= DATA LISTING =
==================================================

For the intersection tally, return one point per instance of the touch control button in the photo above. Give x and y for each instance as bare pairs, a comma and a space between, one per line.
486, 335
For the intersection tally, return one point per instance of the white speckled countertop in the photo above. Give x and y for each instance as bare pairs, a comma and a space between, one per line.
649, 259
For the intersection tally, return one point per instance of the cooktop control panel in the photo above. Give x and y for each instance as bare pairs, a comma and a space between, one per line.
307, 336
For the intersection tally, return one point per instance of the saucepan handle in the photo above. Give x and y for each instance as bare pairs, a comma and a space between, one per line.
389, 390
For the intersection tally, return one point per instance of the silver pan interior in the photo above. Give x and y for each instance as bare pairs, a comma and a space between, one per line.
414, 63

==================================================

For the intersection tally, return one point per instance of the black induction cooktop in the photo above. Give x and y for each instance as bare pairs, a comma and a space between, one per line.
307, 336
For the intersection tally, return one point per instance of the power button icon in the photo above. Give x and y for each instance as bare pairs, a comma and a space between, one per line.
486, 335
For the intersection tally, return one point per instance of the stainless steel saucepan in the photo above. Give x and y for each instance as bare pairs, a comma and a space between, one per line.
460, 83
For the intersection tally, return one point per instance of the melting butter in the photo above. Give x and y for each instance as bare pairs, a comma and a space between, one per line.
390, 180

==================================================

= WHAT IS EXPECTED =
List every line in the items above that contains the string "cooktop", matching case exactly.

= OUTPUT OF THE TASK =
For the intersection tally, return one point per instance of the cooktop control panel in the photo above. Give x and y for each instance as bare pairs, a comma and a space between, one per line.
For the intersection tally, return one point per instance of the black induction cooktop in the photo above. Give x and y for each instance as bare pairs, a comma and a space between, one per line.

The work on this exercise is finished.